Excerpts of pointing data
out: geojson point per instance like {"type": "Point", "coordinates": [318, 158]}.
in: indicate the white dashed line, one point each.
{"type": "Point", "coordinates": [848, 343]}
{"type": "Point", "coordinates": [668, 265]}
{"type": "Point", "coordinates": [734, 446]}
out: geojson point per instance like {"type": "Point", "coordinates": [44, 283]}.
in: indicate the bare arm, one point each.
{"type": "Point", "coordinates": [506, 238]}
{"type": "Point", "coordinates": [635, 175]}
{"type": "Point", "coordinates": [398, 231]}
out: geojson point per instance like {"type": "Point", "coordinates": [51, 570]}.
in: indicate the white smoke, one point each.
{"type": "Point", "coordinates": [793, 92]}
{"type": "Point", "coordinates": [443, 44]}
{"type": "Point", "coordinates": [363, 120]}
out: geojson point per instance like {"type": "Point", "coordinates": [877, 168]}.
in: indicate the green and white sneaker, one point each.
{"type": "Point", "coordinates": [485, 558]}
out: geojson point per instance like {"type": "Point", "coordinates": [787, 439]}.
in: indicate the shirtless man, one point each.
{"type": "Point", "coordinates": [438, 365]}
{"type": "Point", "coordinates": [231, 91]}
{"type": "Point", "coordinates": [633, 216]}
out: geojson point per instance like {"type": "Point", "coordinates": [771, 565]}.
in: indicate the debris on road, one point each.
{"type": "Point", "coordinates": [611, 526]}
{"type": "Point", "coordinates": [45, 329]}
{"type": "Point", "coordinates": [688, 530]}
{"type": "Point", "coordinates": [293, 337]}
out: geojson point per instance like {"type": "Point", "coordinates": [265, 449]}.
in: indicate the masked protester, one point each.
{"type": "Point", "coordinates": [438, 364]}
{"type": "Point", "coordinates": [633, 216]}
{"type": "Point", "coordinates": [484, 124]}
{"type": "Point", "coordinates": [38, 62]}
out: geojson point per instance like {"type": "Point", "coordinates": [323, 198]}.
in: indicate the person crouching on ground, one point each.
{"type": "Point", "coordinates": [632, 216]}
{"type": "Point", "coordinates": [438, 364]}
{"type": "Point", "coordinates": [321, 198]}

→ Exercise directions:
Nothing should be left out: return all of the records exactly.

→ Exercise output:
out: geojson point per instance like {"type": "Point", "coordinates": [318, 158]}.
in: indicate the white dashed line, one point each.
{"type": "Point", "coordinates": [848, 343]}
{"type": "Point", "coordinates": [668, 265]}
{"type": "Point", "coordinates": [734, 446]}
out: geojson point per instance like {"type": "Point", "coordinates": [44, 283]}.
in: indicate the bare arm, one point each.
{"type": "Point", "coordinates": [506, 238]}
{"type": "Point", "coordinates": [635, 175]}
{"type": "Point", "coordinates": [398, 231]}
out: geojson point per instance like {"type": "Point", "coordinates": [51, 570]}.
in: indicate the white smoke, one point each.
{"type": "Point", "coordinates": [793, 92]}
{"type": "Point", "coordinates": [443, 44]}
{"type": "Point", "coordinates": [363, 120]}
out: geojson point per instance like {"type": "Point", "coordinates": [877, 168]}.
in: indicate the green and white sneaker, one point each.
{"type": "Point", "coordinates": [485, 558]}
out: geojson point per instance like {"type": "Point", "coordinates": [787, 439]}.
in: indicate the shirtless man, one point each.
{"type": "Point", "coordinates": [438, 365]}
{"type": "Point", "coordinates": [231, 91]}
{"type": "Point", "coordinates": [633, 216]}
out: geojson point per instance like {"type": "Point", "coordinates": [771, 565]}.
in: indicate the debris on road, one point each.
{"type": "Point", "coordinates": [611, 526]}
{"type": "Point", "coordinates": [45, 329]}
{"type": "Point", "coordinates": [688, 530]}
{"type": "Point", "coordinates": [293, 337]}
out: geojson point per instance like {"type": "Point", "coordinates": [265, 449]}.
in: indicate the masked protester, one point each.
{"type": "Point", "coordinates": [438, 364]}
{"type": "Point", "coordinates": [633, 216]}
{"type": "Point", "coordinates": [484, 124]}
{"type": "Point", "coordinates": [38, 62]}
out: geojson point per instance like {"type": "Point", "coordinates": [323, 198]}.
in: indicate the person crouching on ground, one point each.
{"type": "Point", "coordinates": [632, 216]}
{"type": "Point", "coordinates": [438, 364]}
{"type": "Point", "coordinates": [321, 198]}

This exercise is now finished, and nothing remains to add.